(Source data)
********************
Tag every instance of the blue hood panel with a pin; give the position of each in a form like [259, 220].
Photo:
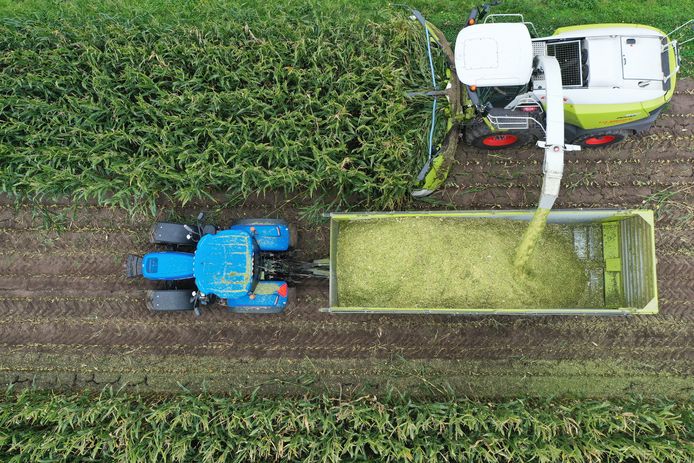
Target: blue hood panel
[223, 264]
[168, 265]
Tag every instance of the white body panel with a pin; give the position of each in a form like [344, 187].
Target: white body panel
[624, 65]
[488, 55]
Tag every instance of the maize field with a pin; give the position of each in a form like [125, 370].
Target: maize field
[187, 428]
[129, 112]
[114, 112]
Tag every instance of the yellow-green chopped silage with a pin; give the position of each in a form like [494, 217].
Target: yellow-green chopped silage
[433, 262]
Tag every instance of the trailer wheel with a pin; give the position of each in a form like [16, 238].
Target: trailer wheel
[481, 136]
[602, 138]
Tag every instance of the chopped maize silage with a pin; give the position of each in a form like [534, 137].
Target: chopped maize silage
[432, 262]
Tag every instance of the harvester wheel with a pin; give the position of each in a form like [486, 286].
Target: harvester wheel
[602, 138]
[481, 136]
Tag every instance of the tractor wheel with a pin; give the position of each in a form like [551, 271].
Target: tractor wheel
[602, 138]
[481, 136]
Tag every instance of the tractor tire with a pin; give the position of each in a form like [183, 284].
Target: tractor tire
[481, 136]
[601, 138]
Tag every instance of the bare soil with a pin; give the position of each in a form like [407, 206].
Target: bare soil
[63, 293]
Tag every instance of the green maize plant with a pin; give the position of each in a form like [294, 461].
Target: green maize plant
[43, 426]
[128, 109]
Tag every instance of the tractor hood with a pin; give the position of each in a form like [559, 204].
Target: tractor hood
[223, 264]
[488, 55]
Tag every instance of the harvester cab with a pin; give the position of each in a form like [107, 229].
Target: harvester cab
[610, 81]
[204, 264]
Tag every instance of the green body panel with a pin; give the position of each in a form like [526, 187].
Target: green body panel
[596, 116]
[627, 247]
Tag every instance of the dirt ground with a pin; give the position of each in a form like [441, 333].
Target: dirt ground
[67, 312]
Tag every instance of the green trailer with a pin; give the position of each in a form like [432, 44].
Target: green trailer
[590, 262]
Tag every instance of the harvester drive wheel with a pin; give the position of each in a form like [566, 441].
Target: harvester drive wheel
[600, 139]
[481, 136]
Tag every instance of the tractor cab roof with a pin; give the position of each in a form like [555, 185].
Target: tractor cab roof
[223, 264]
[494, 55]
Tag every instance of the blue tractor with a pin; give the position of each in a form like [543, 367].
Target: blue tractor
[243, 267]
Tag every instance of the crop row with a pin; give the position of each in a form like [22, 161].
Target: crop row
[47, 426]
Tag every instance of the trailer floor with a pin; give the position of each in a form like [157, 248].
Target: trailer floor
[69, 318]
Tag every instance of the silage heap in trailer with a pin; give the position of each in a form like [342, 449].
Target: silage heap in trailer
[593, 261]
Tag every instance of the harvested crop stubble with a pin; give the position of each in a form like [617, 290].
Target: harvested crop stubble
[126, 110]
[455, 263]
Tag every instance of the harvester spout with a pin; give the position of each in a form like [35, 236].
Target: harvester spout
[553, 166]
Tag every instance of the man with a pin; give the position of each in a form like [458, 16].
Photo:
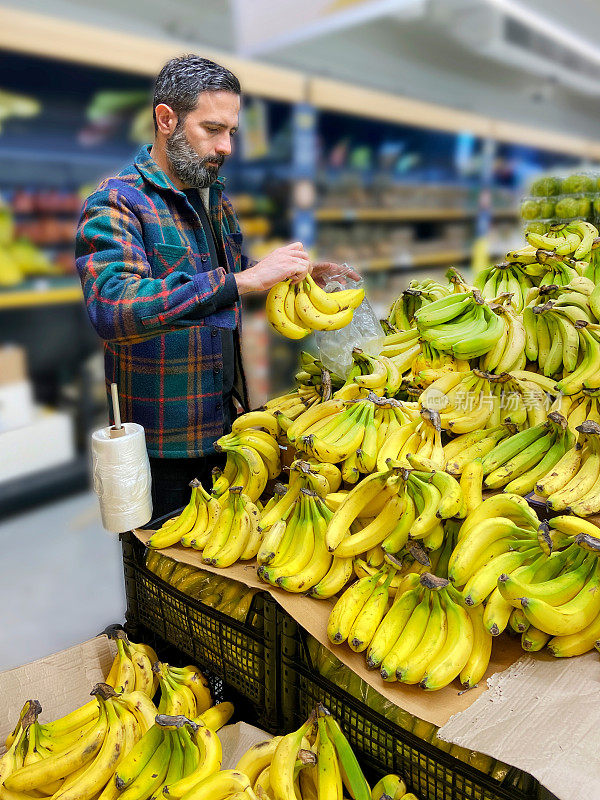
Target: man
[159, 254]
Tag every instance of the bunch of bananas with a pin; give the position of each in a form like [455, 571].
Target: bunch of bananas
[474, 400]
[509, 351]
[556, 603]
[419, 293]
[236, 534]
[291, 404]
[426, 637]
[183, 690]
[294, 555]
[253, 458]
[518, 461]
[380, 374]
[295, 310]
[571, 239]
[421, 437]
[431, 364]
[509, 278]
[462, 323]
[574, 481]
[74, 757]
[171, 759]
[555, 336]
[192, 527]
[581, 407]
[223, 594]
[500, 535]
[315, 761]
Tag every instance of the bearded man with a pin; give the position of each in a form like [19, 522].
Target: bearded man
[159, 254]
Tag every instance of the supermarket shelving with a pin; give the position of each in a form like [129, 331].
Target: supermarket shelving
[41, 293]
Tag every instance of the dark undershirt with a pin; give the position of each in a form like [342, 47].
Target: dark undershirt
[225, 296]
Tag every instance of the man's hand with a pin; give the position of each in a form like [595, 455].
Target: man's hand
[326, 270]
[291, 261]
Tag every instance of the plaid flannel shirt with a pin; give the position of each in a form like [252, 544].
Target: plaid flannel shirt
[144, 264]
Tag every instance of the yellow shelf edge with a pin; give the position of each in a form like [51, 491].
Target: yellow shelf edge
[32, 297]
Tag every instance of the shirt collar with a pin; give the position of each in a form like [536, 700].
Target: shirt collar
[149, 169]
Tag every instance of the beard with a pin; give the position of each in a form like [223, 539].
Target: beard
[187, 165]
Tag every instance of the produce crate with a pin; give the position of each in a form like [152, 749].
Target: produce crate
[381, 745]
[242, 654]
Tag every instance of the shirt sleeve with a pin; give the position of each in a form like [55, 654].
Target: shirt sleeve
[125, 303]
[225, 297]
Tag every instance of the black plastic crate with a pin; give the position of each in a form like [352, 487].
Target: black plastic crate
[381, 745]
[242, 654]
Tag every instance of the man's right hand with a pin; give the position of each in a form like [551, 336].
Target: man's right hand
[291, 261]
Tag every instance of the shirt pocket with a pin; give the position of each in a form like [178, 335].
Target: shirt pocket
[233, 251]
[167, 258]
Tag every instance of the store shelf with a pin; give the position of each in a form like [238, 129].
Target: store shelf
[391, 214]
[41, 294]
[438, 258]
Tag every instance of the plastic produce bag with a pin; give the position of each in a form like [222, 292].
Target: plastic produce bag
[365, 331]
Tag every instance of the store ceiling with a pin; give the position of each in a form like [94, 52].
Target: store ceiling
[420, 57]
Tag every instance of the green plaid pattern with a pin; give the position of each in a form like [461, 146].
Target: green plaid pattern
[144, 263]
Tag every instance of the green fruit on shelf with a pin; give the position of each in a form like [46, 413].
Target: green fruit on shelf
[577, 183]
[536, 227]
[546, 186]
[567, 208]
[531, 209]
[547, 209]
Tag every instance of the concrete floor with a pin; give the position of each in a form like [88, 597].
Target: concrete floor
[61, 579]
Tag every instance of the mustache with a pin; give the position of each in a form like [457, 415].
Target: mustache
[219, 160]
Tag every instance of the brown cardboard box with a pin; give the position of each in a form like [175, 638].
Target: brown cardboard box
[13, 364]
[61, 682]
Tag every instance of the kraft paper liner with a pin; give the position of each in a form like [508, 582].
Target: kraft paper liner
[312, 615]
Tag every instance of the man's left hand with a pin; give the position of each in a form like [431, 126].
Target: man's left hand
[323, 271]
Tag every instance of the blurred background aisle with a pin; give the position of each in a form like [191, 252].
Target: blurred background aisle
[397, 136]
[61, 580]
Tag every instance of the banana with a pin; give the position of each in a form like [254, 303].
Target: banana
[556, 591]
[135, 761]
[98, 773]
[391, 626]
[568, 618]
[276, 312]
[407, 640]
[412, 668]
[209, 763]
[479, 659]
[220, 786]
[390, 786]
[336, 578]
[369, 617]
[329, 779]
[257, 758]
[60, 764]
[352, 505]
[284, 759]
[373, 534]
[316, 320]
[348, 607]
[448, 663]
[534, 640]
[320, 561]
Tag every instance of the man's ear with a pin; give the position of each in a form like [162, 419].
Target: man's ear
[166, 119]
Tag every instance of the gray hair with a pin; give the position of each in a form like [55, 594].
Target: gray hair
[182, 79]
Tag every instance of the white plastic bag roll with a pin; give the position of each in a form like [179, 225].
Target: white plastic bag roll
[122, 479]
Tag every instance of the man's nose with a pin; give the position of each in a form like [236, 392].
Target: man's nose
[224, 144]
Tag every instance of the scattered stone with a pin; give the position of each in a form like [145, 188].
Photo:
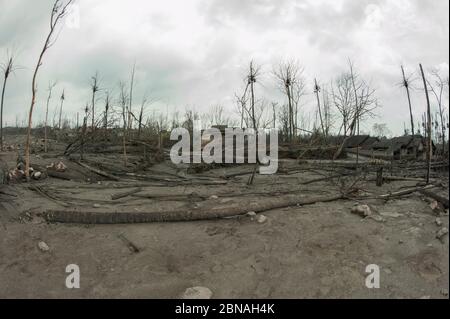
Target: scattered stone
[377, 218]
[197, 293]
[441, 233]
[390, 214]
[60, 167]
[43, 246]
[361, 210]
[37, 175]
[261, 219]
[434, 205]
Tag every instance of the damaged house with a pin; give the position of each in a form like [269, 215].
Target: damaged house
[402, 147]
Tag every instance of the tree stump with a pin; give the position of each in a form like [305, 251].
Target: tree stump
[380, 177]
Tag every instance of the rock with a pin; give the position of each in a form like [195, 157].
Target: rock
[434, 204]
[438, 222]
[60, 167]
[261, 219]
[3, 173]
[197, 293]
[361, 210]
[37, 175]
[389, 214]
[441, 233]
[377, 218]
[43, 246]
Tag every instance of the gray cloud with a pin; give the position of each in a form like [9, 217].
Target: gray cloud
[196, 52]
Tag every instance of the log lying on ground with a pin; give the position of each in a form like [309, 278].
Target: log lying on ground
[98, 171]
[178, 215]
[440, 199]
[405, 192]
[125, 194]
********************
◆ **WRITTEN TASK**: Repeat the line containing "Tag every instance of the man's nose" and every line after it up to the end of the material above, exactly as they stand, minus the pictures.

◆ **ANSWER TO THIS PROBLEM**:
Tag every instance of the man's nose with a pin; give the position of each in a form like [236, 392].
Target: man's nose
[224, 144]
Tag every instance of the scattered stone with a pin; give the position of each in a form like [145, 188].
Photo:
Target: scattered stone
[377, 218]
[197, 293]
[441, 233]
[390, 214]
[60, 167]
[43, 246]
[361, 210]
[37, 175]
[261, 219]
[434, 205]
Tag every instance of the damaged house with a pin; give the position of each in a form like [269, 215].
Target: damaged house
[402, 147]
Tag every instance of the tree stump with a pin; give the position of each in a form like [305, 251].
Target: tree stump
[380, 177]
Tag every instance of the rock with a pin; give the position of each in a form like [195, 157].
Target: rock
[434, 204]
[438, 222]
[60, 167]
[261, 219]
[3, 173]
[197, 293]
[361, 210]
[37, 175]
[389, 214]
[441, 233]
[377, 218]
[43, 246]
Tag every instance of the gray cloud with a pin; give the position of each in a form like [9, 217].
Target: gray cloud
[196, 52]
Tag every instance of the log lying on ground with a pin; give the position of each in a form like [309, 278].
Target: log lying on ground
[98, 171]
[178, 215]
[440, 199]
[405, 192]
[125, 194]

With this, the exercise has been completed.